WHAT IS BEING ASKED: Reproduce each line, exactly, from the one containing "Where can the speckled" through the end of the material. Exclude pictures.

**** PROVIDED DATA

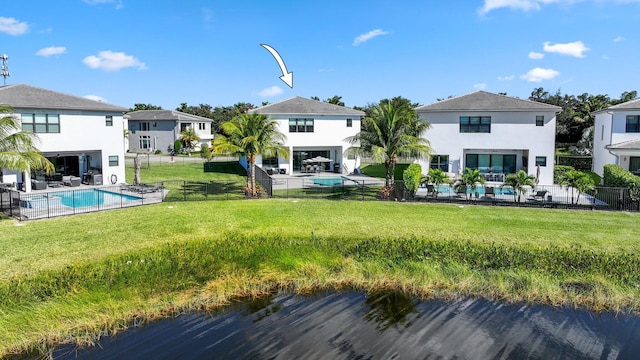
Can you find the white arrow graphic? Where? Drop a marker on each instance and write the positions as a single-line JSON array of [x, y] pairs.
[[287, 76]]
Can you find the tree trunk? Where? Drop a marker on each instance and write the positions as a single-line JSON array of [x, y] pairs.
[[136, 170]]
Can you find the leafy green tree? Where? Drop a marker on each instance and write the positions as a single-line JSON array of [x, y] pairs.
[[388, 132], [578, 181], [411, 177], [471, 178], [189, 139], [519, 182], [140, 106], [251, 135], [17, 147], [436, 177]]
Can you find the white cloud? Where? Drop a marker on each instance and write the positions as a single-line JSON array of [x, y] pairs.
[[51, 50], [576, 48], [95, 98], [539, 74], [12, 26], [112, 61], [368, 36], [535, 56], [270, 92]]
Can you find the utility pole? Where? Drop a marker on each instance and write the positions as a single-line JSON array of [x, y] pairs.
[[4, 71]]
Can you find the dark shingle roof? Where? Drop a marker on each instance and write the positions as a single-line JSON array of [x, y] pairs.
[[300, 106], [158, 115], [31, 97], [486, 101], [625, 145]]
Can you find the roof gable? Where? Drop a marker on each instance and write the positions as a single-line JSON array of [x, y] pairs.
[[31, 97], [159, 115], [486, 101], [300, 106]]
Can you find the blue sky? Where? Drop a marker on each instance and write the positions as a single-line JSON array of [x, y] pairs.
[[208, 52]]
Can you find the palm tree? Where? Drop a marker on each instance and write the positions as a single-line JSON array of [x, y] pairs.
[[518, 182], [436, 177], [251, 135], [17, 149], [189, 138], [388, 133], [470, 178]]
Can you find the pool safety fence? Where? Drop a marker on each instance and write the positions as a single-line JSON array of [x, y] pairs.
[[61, 202]]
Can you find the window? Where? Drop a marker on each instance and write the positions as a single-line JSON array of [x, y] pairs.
[[145, 141], [439, 162], [491, 163], [633, 123], [473, 124], [41, 123], [300, 125]]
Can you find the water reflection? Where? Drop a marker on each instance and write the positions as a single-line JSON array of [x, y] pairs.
[[379, 326]]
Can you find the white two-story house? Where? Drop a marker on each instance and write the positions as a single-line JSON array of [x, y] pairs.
[[616, 137], [313, 128], [151, 130], [76, 134], [495, 134]]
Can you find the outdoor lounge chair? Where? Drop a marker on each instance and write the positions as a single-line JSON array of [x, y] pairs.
[[539, 195]]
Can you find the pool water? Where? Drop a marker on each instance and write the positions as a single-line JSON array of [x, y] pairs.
[[92, 197], [333, 181]]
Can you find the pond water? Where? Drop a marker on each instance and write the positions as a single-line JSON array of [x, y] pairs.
[[383, 325]]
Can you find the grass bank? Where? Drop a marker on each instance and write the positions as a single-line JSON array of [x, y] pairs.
[[68, 279]]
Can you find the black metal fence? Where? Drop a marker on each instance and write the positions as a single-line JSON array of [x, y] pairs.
[[63, 202]]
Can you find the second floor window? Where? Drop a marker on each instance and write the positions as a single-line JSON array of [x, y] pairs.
[[300, 125], [470, 124], [633, 123], [41, 123]]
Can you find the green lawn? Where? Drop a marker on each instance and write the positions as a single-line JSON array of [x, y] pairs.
[[79, 275]]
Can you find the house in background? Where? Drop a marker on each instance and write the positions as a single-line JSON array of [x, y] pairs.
[[313, 128], [76, 134], [616, 137], [151, 130], [495, 134]]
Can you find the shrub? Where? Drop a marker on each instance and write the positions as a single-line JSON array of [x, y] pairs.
[[559, 171], [411, 177]]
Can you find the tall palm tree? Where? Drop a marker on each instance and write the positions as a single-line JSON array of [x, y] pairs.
[[251, 135], [390, 132], [17, 147], [519, 181]]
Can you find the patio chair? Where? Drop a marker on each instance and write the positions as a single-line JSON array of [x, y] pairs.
[[539, 195]]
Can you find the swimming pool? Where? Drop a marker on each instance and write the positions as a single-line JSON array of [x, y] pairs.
[[332, 180], [92, 197]]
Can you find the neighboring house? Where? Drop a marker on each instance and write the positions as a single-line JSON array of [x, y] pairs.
[[151, 130], [76, 134], [495, 134], [616, 137], [313, 128]]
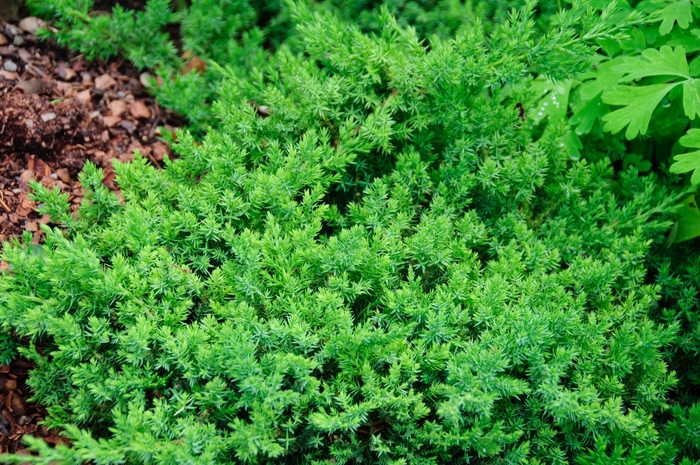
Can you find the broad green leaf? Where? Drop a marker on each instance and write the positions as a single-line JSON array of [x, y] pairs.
[[691, 98], [687, 162], [663, 62], [639, 103], [688, 226], [677, 11], [695, 66]]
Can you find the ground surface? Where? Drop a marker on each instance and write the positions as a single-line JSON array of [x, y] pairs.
[[56, 112]]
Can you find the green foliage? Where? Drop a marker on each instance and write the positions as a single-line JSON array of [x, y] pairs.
[[384, 266], [647, 83]]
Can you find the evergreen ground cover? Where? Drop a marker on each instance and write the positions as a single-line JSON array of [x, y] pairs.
[[367, 250]]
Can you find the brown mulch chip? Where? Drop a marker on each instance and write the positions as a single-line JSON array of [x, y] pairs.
[[18, 415], [57, 111]]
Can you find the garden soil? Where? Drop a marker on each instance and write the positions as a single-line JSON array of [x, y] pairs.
[[57, 111]]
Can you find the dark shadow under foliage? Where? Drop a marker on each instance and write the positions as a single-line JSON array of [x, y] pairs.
[[383, 265]]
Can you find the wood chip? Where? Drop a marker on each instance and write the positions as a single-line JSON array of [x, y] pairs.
[[85, 97], [117, 107], [31, 24], [139, 110], [111, 121], [65, 72], [104, 82], [9, 75], [196, 64], [160, 150], [25, 177]]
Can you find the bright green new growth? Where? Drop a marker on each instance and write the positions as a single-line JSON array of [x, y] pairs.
[[389, 268]]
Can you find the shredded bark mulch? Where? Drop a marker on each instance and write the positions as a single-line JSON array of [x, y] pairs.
[[20, 417], [57, 111]]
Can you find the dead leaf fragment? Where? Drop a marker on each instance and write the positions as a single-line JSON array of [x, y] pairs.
[[85, 97], [139, 110], [117, 107], [33, 86], [160, 150], [25, 177], [196, 64], [104, 82], [31, 24], [63, 175]]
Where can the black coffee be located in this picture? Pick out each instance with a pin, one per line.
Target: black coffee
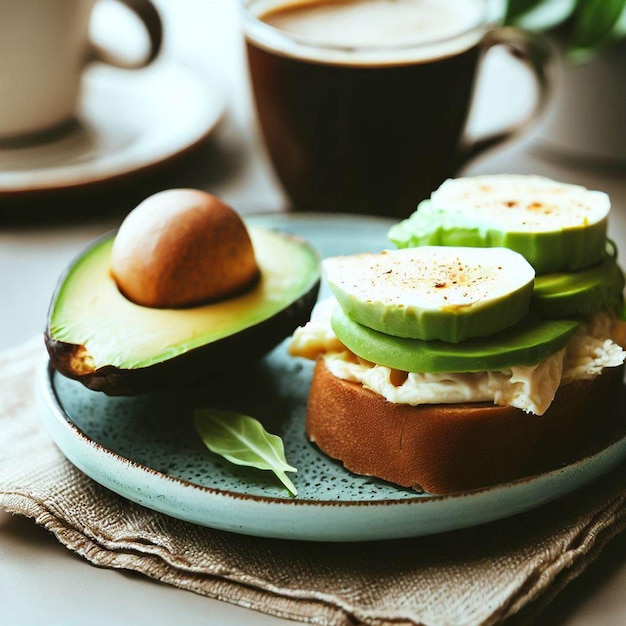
(367, 118)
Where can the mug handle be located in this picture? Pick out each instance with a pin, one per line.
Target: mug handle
(538, 54)
(149, 16)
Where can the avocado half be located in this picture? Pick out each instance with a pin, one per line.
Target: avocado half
(97, 336)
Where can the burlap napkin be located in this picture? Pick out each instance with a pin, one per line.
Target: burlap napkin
(477, 576)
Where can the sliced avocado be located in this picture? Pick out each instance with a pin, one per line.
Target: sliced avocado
(551, 250)
(528, 343)
(599, 288)
(433, 292)
(96, 335)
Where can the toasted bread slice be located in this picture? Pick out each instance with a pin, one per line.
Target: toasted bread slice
(447, 448)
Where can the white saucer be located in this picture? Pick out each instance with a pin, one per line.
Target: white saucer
(128, 121)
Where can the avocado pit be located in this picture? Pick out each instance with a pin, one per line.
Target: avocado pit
(124, 328)
(182, 247)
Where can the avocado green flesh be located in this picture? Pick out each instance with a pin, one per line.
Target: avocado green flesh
(453, 324)
(526, 344)
(599, 288)
(569, 249)
(89, 309)
(503, 303)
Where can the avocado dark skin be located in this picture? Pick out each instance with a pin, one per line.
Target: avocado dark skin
(230, 354)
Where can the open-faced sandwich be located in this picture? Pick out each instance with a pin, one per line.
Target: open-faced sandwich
(483, 350)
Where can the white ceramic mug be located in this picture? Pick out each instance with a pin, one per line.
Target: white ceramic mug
(44, 48)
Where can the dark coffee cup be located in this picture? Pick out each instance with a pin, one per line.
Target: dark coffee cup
(368, 115)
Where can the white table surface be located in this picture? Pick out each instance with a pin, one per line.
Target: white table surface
(40, 578)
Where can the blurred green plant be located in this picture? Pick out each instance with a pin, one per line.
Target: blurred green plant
(585, 27)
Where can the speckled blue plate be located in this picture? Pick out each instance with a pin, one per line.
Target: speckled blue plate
(145, 448)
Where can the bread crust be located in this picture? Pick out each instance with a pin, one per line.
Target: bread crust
(451, 447)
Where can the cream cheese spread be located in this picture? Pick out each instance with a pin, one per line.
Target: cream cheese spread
(531, 388)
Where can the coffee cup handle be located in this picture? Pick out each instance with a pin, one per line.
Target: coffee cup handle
(536, 52)
(149, 16)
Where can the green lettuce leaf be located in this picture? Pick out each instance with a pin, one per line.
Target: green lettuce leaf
(242, 440)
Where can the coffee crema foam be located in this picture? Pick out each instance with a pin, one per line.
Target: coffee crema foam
(366, 32)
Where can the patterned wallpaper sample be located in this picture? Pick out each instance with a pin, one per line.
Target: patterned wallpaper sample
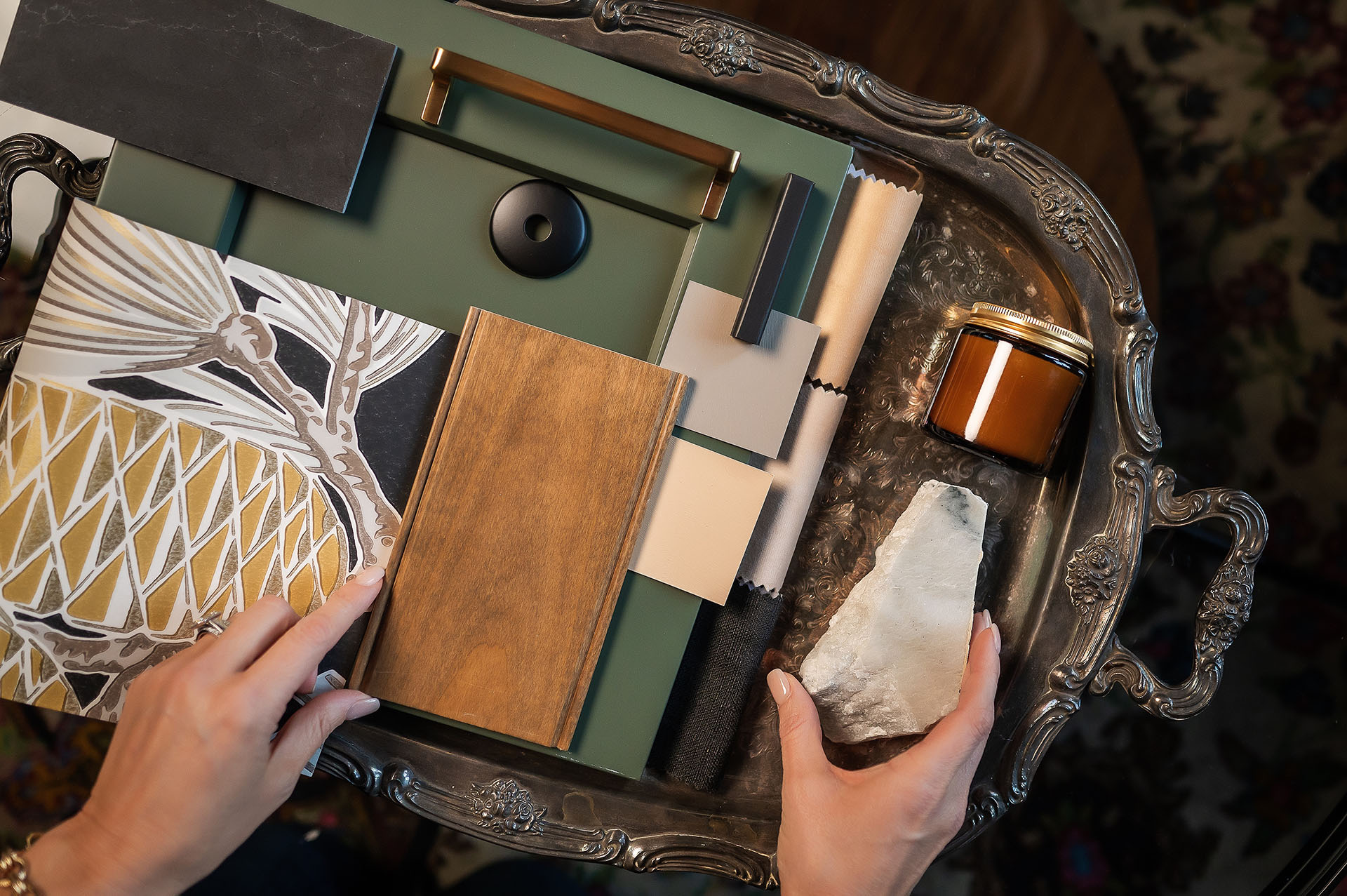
(185, 433)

********

FINAL RESULT:
Where can the speckled blue plate be located in this picture? Pick out each instance with a pin, one per line.
Target: speckled blue plate
(145, 448)
Where can the bread crust be located in this picture? Pick out each instance with a pin, one per line.
Target: bread crust
(451, 447)
Where can the cream cheese spread be located in this picture? Pick out each instance with a pin, one per line.
Target: cream cheese spread
(531, 388)
Where can the coffee cup handle be located in this picture? Pick out each instance with a pin, one per line.
Target: coffee cup handle
(536, 52)
(149, 16)
Where can the green lettuce leaf be located in this picture? Pick out each instance with a pin, one per line.
Target: green lettuce leaf
(242, 440)
Where can the coffee crema foam be located in this picture? Pick out each instance with a pin, one per line.
Target: coffee crema foam
(366, 32)
Where can the patterned wallpaper sample be located in this picture? Pick out each instance with a pin, one per line.
Target: patterned wallpaper sample
(185, 433)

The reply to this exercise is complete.